## [EXERCISE PROMPT]
Using the records below, filter out every line that lacks "mirror" and copy the rest.

## [DATASET RECORDS]
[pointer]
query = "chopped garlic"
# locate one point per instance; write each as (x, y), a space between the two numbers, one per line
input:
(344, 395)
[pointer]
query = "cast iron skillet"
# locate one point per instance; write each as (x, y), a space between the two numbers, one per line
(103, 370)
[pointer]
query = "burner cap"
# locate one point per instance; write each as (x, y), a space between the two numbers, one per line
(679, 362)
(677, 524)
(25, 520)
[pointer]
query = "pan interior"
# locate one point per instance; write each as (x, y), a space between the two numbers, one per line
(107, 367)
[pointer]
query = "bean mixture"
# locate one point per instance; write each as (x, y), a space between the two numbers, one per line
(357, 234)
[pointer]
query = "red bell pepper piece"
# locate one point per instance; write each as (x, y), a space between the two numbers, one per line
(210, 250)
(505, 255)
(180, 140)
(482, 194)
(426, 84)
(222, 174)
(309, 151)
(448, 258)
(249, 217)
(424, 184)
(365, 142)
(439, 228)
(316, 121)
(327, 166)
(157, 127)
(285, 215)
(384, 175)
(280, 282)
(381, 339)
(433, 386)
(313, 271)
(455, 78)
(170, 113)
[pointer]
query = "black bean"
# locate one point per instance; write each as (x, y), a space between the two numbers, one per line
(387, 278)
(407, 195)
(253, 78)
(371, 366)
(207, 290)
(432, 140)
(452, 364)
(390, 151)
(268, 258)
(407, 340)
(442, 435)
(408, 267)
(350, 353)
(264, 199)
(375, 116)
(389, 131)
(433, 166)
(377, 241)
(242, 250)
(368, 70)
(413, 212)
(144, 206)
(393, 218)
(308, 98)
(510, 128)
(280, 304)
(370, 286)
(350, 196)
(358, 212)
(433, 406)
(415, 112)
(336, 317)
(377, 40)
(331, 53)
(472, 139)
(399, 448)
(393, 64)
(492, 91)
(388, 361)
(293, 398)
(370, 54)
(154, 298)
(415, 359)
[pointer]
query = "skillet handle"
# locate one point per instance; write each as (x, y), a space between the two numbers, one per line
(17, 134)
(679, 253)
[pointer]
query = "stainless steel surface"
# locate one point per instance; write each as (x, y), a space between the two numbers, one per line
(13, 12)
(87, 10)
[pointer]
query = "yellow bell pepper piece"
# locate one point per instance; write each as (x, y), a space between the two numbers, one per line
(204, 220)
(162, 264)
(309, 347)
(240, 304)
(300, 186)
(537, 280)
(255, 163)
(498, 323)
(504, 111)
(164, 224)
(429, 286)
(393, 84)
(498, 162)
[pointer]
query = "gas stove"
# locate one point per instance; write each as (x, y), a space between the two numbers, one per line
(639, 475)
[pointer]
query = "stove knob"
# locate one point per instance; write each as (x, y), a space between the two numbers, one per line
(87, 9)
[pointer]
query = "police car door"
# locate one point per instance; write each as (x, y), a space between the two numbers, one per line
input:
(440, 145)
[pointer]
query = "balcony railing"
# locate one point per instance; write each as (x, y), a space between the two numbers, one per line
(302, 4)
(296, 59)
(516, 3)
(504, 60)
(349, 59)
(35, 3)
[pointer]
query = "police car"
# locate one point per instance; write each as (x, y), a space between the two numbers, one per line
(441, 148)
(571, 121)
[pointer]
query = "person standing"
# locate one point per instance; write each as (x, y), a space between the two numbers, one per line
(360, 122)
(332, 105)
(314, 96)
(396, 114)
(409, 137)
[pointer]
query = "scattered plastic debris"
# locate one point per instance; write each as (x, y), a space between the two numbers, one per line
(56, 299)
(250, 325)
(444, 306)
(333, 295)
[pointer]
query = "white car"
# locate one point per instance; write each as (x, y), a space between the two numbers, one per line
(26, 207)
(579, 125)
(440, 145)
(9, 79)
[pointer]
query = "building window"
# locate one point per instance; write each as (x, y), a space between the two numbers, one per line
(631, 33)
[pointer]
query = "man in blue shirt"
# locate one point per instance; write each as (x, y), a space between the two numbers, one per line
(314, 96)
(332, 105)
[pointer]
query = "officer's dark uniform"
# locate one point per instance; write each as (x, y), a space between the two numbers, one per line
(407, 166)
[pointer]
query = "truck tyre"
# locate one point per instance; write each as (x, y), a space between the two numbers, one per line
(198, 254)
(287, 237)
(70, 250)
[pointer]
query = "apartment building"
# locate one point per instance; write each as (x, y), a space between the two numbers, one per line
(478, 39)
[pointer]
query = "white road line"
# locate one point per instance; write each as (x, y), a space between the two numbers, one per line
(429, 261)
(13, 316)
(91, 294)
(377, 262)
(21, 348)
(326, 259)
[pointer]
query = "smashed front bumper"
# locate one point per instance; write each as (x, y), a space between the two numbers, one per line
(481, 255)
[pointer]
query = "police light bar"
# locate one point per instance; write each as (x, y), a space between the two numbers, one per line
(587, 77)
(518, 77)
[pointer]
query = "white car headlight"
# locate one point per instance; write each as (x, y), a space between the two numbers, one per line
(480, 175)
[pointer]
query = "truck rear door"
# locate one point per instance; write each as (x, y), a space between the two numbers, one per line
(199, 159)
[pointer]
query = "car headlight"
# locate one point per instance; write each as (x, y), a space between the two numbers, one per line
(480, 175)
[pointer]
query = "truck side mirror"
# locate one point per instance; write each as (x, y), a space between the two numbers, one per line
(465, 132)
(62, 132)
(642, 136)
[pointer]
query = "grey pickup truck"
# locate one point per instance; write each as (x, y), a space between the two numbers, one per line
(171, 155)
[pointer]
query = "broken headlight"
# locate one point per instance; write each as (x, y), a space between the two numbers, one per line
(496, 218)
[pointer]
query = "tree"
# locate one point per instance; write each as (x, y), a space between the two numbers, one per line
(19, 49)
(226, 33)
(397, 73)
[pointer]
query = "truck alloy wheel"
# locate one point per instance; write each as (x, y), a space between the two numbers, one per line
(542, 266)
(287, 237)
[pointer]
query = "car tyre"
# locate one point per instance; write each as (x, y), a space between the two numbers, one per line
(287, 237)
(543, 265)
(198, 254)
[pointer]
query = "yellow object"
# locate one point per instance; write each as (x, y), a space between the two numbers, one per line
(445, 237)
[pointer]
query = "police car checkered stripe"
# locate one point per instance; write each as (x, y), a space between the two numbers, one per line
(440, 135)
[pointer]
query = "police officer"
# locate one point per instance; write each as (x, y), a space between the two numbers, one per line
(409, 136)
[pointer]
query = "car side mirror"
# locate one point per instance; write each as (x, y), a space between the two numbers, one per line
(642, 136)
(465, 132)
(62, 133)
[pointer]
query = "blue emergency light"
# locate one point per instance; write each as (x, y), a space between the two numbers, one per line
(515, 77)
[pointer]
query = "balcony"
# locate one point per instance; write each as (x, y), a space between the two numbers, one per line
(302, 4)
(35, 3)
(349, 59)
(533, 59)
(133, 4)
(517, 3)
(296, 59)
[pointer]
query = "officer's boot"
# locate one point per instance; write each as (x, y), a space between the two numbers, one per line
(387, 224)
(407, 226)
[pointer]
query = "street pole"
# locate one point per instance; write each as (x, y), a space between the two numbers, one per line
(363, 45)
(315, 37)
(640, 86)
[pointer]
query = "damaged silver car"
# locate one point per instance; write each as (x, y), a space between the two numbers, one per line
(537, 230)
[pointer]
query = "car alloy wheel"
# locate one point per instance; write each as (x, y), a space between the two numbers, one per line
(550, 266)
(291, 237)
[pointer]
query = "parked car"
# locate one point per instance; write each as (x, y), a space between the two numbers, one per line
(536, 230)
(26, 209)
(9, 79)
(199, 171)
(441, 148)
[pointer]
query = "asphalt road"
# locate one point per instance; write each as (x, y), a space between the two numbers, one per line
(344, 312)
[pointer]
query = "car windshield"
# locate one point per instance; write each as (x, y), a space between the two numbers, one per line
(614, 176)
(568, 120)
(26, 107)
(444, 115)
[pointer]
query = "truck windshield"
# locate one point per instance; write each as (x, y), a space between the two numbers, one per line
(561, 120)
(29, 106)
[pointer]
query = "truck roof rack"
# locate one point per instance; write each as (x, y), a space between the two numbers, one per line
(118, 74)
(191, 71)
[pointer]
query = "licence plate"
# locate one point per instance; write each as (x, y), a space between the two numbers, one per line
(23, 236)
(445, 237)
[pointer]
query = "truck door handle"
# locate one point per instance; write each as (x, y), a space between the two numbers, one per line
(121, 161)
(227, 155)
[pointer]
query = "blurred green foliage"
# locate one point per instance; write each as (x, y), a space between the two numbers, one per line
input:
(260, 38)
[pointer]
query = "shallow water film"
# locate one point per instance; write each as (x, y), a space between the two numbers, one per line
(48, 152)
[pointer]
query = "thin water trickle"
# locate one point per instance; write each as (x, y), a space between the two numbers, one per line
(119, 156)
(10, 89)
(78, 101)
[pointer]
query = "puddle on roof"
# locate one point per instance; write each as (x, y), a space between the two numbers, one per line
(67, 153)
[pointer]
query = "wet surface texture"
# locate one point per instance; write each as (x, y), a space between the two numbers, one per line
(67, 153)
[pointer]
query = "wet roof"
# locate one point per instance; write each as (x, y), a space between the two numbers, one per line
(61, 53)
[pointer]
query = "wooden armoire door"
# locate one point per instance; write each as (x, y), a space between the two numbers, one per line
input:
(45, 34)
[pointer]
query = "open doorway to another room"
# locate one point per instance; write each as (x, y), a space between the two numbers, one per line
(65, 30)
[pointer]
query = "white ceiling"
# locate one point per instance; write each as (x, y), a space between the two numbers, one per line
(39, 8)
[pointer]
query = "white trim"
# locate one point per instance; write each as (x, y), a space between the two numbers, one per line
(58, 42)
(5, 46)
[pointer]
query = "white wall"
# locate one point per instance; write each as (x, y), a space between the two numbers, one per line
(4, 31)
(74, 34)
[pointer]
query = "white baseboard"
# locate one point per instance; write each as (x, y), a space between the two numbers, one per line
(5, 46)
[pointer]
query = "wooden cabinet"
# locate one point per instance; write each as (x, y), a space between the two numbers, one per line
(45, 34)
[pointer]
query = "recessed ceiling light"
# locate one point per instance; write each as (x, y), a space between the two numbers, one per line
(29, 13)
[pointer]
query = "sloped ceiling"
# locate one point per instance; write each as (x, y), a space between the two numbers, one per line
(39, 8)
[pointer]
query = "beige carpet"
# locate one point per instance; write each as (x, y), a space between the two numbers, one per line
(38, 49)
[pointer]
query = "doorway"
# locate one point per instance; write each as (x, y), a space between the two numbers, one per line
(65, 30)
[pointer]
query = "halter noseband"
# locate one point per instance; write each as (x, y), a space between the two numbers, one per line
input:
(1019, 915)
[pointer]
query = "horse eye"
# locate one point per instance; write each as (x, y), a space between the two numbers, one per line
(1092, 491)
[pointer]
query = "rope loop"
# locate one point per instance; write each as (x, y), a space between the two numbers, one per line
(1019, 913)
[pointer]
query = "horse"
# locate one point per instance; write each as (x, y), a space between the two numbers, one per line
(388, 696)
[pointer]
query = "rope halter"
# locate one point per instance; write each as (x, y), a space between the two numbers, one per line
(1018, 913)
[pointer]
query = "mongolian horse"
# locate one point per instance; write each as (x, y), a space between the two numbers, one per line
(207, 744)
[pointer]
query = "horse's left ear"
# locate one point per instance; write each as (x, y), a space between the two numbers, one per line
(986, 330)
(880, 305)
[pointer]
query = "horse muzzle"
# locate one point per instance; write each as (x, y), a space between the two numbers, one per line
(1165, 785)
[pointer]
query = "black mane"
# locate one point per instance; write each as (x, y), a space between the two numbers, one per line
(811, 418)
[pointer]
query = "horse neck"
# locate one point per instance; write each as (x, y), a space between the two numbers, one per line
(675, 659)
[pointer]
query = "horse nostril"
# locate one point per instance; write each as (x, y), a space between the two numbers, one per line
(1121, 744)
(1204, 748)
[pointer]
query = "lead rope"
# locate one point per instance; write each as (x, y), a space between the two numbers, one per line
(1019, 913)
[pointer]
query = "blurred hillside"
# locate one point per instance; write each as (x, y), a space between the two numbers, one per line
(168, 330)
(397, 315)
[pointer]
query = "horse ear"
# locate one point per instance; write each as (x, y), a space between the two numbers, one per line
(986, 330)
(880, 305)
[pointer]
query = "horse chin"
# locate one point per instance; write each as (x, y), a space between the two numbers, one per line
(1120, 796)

## [EXERCISE SOLUTION]
query = "truck side mirror"
query = "car side mirror"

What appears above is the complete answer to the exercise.